## Begin
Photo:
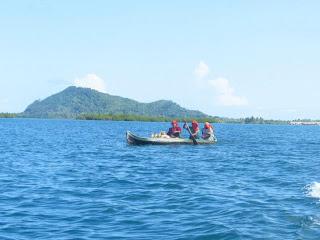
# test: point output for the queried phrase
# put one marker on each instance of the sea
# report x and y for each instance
(69, 179)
## End
Exercise
Reproduce every line of the items above verbatim, leaving out the pictures.

Result of the exercise
Photo:
# test: point output for the queried phrase
# put one marker on each instance of the sea
# report x and y for each instance
(69, 179)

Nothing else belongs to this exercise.